“El vapor ancla
en el puerto, un lugar solitario, desnudo de árboles, donde apenas hay un par
de casuchas de madera, contrahechas por el tiempo, de las cuales una hace las
veces de insegura bodega y en la otra se amontonan los pasajeros en espera de
coches y cabalgaduras para ir a la población”.
Por lo desolado,
el paraje descrito podría ser uno de esos lugares de la tierra abandonados de
Dios y de los hombres, tan frecuentes en
las historias de Joseph Conrad.
En realidad es
el sitio de destino del joven Ricardo, protagonista masculino de Rosas de
Francia, la novela del escritor Alfonso Mejía Robledo, publicada por primera vez en París en 1926, por la Casa Editorial Franco- Americana.
En este punto
empiezan los equívocos. La historia narrada
en el libro no tiene relación alguna con ese país considerado durante
mucho tiempo como epicentro de la Gran Cultura salvo, tal vez, por las rosas
que la protagonista femenina de la obra, Lucila, cultiva con esmero en su jardín y suele lucir como adorno prendidas
a la cintura.

**SOLICITUD A:** Resume en menos palabras el párrafo del documento fuente que empieza con «En este punto empiezan los equívocos», sin perder sus datos principales.
**SOLICITUD B:** Prosigue el documento fuente sobre la novela Rosas de Francia a partir de su última oración.

**INFORMACIÓN PROPORCIONADA:**
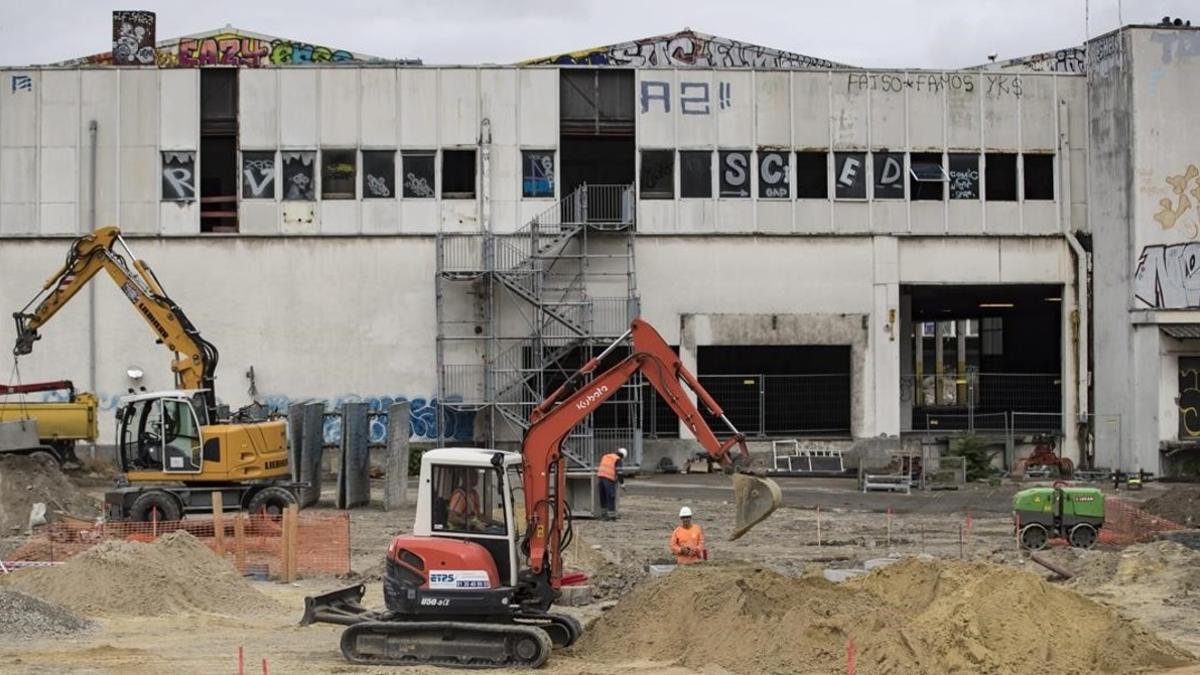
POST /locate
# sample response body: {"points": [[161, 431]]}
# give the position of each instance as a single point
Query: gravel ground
{"points": [[25, 617]]}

**RESULTADO DE LA TAREA A:** Aquí surgen los equívocos: la historia del libro no tiene relación con Francia, país visto durante mucho tiempo como epicentro de la Gran Cultura, salvo quizá por las rosas que Lucila, la protagonista, cultiva con esmero en su jardín y suele llevar prendidas a la cintura.

**RESULTADO DE LA TAREA B:**
Pero además su
autor es un hombre nacido en 1897 en un
diminuto poblado llamado
Villamaría, hoy perteneciente al
departamento de Caldas. Muy temprano su familia se afinca en
Pereira, una pequeña población que para
la época todavía no contaba medio siglo
de fundada. Cómo llegó este hombre, comerciante de oficio y escritor de
profesión, a editar su libro en una editorial
ubicada en el 222 del Boulevard Saint Germain de París es
parte de la aventura emprendida
por los investigadores Rigoberto Gil Montoya
y César Valencia Solanilla, cuyos resultados publica el sello editorial
Alma Máter, en un texto cuidadosamente
editado, que incluye la segunda versión
de la novela, corregida en su momento por el autor y precedida en este caso de
un minucioso ejercicio crítico.
Se trata de un trabajo sin precedentes en nuestro
medio. En general, críticos y lectores
han acogido el lugar común que reduce a Pereira a una ciudad de comerciantes,
por completo indiferentes a los asuntos del arte y la producción intelectual.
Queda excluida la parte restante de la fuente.